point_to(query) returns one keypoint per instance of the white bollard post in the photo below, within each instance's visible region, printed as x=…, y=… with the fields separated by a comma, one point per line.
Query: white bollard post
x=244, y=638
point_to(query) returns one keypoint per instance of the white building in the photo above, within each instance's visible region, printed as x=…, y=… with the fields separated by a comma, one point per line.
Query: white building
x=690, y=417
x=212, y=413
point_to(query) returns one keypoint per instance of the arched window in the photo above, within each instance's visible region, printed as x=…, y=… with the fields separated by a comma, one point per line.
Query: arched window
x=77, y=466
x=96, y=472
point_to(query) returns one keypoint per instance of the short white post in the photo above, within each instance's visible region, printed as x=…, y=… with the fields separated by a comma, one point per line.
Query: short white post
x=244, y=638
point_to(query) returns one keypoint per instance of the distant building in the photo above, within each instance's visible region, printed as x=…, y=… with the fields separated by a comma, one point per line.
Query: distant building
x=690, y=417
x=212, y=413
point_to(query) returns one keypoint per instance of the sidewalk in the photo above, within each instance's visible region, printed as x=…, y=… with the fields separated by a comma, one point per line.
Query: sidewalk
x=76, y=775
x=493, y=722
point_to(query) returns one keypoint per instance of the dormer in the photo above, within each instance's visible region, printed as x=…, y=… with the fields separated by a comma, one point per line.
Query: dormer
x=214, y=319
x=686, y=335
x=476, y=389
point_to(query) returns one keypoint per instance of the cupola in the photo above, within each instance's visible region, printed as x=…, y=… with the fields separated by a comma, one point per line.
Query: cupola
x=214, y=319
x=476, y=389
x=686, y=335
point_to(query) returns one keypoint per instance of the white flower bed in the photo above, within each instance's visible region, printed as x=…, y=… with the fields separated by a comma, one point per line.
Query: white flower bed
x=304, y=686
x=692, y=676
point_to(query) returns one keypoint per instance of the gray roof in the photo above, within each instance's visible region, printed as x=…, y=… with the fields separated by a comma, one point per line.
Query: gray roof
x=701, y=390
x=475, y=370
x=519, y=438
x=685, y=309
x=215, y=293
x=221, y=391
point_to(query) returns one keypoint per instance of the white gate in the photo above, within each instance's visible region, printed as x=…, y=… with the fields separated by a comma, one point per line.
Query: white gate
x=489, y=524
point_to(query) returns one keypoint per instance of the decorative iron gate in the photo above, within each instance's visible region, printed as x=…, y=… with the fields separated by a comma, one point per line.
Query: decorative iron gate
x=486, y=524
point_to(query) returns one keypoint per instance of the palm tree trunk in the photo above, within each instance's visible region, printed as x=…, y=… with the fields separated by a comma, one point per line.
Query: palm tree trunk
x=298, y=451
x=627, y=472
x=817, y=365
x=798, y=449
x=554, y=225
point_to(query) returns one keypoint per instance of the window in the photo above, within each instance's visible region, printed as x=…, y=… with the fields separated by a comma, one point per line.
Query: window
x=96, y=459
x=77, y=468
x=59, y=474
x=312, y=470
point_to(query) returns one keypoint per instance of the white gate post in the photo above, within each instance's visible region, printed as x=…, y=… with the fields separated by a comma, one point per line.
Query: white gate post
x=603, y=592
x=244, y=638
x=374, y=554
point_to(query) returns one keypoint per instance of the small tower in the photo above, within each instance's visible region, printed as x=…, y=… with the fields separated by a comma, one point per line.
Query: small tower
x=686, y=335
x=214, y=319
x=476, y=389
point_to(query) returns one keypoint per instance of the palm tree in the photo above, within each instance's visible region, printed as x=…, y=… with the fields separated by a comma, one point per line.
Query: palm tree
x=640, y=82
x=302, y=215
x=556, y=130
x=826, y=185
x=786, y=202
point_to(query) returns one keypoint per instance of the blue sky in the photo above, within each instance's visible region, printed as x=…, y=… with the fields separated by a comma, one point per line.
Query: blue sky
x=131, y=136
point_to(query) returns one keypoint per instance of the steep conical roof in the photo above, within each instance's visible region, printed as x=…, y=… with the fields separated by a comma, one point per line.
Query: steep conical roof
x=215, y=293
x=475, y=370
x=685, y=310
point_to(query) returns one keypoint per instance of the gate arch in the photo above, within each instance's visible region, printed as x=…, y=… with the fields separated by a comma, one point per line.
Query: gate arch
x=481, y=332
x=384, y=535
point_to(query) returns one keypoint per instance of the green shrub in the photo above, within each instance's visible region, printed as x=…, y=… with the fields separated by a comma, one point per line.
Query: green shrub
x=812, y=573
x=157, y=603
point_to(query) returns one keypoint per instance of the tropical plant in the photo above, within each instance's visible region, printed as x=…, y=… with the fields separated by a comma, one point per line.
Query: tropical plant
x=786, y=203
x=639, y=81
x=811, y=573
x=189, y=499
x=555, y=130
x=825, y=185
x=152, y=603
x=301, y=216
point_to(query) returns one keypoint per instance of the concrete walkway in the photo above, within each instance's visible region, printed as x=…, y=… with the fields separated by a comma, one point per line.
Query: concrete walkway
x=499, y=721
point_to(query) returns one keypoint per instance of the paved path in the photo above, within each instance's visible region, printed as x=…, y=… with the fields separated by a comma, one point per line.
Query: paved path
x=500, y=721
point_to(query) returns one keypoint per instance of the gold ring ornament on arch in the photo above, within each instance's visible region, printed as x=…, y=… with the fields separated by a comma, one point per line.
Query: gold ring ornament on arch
# # #
INSTRUCTIONS FOR THE TASK
Each entry above, in full, should be output exactly as it reads.

RESPONSE AREA
point_to(query) returns one keypoint per instance of the white bollard post in the photo below, within each instance's visible region, printed as x=…, y=… with the fields separated by a comma, one point per line.
Query: white bollard post
x=244, y=638
point_to(query) returns one keypoint per instance of the white building in the photo above, within each instance's visible region, printed as x=…, y=… with the fields separated by a comma, one point per line.
Query: white building
x=690, y=417
x=212, y=413
point_to(query) returns one keypoint per instance of the arched window in the photo above, within each instance's visible region, printed as x=…, y=… with the fields separated by a comma, one point per line.
Query: arched window
x=77, y=466
x=96, y=472
point_to(query) returns one keypoint per instance of the short white post in the photo above, within each instance's visible region, printed as x=…, y=… with the fields separated by a comma, one point per line.
Query: short white post
x=244, y=638
point_to(query) returns one keypoint per instance of the distant building in the photo above, within each instance's visible region, printed as x=…, y=… with the fields separated by a comma, one point per line.
Query: distant building
x=690, y=417
x=212, y=413
point_to(query) returns one keypoint per instance of the sidewalk in the photo above, within each instance's visible region, printed as x=…, y=… with the fields separated by a comma, one point per line.
Query: sidewalk
x=76, y=775
x=493, y=722
point_to(query) returns one keypoint per instance of the dormer in the photo above, within each instance's visible region, printed as x=…, y=… with the fields separated by a comma, one point per line.
Query: dormer
x=214, y=319
x=686, y=335
x=476, y=389
point_to(query) returns one keypoint per instance of the cupola in the photo above, within each instance's visible region, printed as x=…, y=… with the fields separated by a comma, one point per line.
Query: cupola
x=214, y=319
x=476, y=389
x=686, y=335
point_to(query) returns one keypoint per instance of the white flower bed in the photo above, within each instance's visible region, printed as x=…, y=… with the fields separated by a comma, one point per line.
Query: white flower bed
x=304, y=686
x=692, y=676
point_to(query) returns one keypoint per instance of the gray roof in the photo above, within each instance's visible region, printed as x=…, y=… with the fields separated by a comma, one point per line.
Query: gray roof
x=701, y=390
x=475, y=370
x=519, y=438
x=685, y=309
x=215, y=293
x=221, y=391
point_to(query) returns one keypoint per instance of the white gate in the photo above, within each instance's visible region, printed as x=…, y=… with the fields separated by a comma, one point per line.
Query: white gate
x=489, y=524
point_to(query) returns one keypoint per instance of the decorative iron gate in the photo above, within each instance's visible region, printed as x=…, y=… with the fields separated by a comma, one point per line.
Query: decorative iron gate
x=486, y=524
point_to(query) returns one keypoint per instance of the palm tree trunk in the photo above, within each instance's visible region, printed as x=…, y=… with the fields separated by a comma, one point per line.
Query: palm tree trunk
x=298, y=451
x=627, y=472
x=817, y=365
x=798, y=449
x=554, y=225
point_to(query) returns one keypoint per instance of the window in the photo above, within each instance's visible region, printed as x=…, y=… with the fields separated by a comma, one point per line.
Query: window
x=96, y=459
x=77, y=468
x=59, y=474
x=312, y=470
point_to(query) returns one keypoint per instance of the white gate post in the photo above, within each instance's visible region, printed as x=…, y=… with the fields separated by a comma, one point per line.
Query: white gate post
x=603, y=592
x=244, y=638
x=374, y=554
point_to(query) returns one keypoint per instance of the small tower in the photo above, within each instance's visible region, printed as x=…, y=… with the fields separated by a comma, one point per line.
Query: small tower
x=686, y=335
x=214, y=319
x=476, y=389
point_to(query) returns one keypoint per instance of the palm tree in the photo above, within each instance's visible region, printed as x=…, y=… with the fields separated by a comma, one point per line.
Query: palm tree
x=640, y=82
x=302, y=215
x=556, y=130
x=826, y=185
x=786, y=202
point_to(query) returns one keypoint per instance of the blue sky in the photo above, within each instance's visible region, printed as x=…, y=… with the fields separated by a comma, one point per line.
Query: blue sky
x=131, y=136
point_to(query) returns one keypoint per instance of the steep conical roof in the photo above, within each instance's visible region, printed as x=…, y=… with the fields separated by a comma, one point per line.
Query: steep conical roof
x=215, y=293
x=475, y=370
x=685, y=310
point_to(query) returns one keypoint per instance of the gate arch in the photo above, within each instance's visible region, printed as x=…, y=… with the fields separated by a comma, one point per line.
Query: gate arch
x=481, y=332
x=384, y=535
point_to(query) returns one keypoint per instance of the green shrub in the photo above, within each instance's visible region, printed as x=…, y=… with the fields separated by a comma, one point per line.
Query: green shrub
x=812, y=573
x=157, y=603
point_to(query) returns one keypoint per instance of the tropical plant in the photo above, within each instance's visible region, printed as x=…, y=… with the fields separated by a comma, one point per line.
Query: tropical plant
x=786, y=203
x=639, y=81
x=811, y=573
x=189, y=499
x=555, y=130
x=825, y=185
x=152, y=603
x=301, y=216
point_to(query) returns one keypoint per instance of the concrete walkway in the photo above, within each instance's visible region, printed as x=…, y=… with the fields separated by a comma, one point per line.
Query: concrete walkway
x=499, y=721
point_to(query) returns one keypoint per instance of the paved path in the photo above, within each instance's visible region, printed as x=…, y=… with the fields separated by a comma, one point per line.
Query: paved path
x=500, y=721
point_to(query) returns one keypoint per instance of the gold ring ornament on arch in the photo above, within each instance's visible region, printed as x=…, y=… with the fields separated by a comma, one point per line.
Query: gold ring ornament on arch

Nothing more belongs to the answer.